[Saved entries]
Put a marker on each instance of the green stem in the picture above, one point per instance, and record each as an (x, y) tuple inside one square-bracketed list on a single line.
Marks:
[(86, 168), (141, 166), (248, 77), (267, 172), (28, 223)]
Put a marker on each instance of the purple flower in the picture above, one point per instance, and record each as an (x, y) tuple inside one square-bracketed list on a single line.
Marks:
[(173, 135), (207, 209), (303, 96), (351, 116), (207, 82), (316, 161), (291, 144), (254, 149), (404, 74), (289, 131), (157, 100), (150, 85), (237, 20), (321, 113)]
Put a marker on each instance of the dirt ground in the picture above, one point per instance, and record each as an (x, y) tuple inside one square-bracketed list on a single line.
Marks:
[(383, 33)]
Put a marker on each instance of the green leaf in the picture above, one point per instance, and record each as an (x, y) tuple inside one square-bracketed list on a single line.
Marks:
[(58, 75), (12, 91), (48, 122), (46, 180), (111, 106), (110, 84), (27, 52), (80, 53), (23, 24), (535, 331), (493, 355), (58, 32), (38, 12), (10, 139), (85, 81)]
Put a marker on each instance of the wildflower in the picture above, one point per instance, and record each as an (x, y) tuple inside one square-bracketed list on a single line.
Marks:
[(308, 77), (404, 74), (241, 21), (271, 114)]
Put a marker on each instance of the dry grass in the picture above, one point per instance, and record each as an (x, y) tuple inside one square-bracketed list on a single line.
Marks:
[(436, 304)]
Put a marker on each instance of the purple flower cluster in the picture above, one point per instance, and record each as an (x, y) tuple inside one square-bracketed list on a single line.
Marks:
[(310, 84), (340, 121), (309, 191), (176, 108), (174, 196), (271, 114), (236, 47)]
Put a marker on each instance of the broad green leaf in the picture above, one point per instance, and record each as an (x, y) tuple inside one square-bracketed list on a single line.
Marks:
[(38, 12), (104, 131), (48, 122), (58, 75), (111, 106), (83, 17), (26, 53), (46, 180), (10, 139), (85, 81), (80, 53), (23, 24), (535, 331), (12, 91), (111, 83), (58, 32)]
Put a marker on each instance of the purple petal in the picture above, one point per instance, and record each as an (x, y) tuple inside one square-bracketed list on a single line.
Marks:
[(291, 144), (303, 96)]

• [Problem description]:
Among the preceding records, how many lines include the word "green"? Reply with the number only.

• [Solution for this task]:
3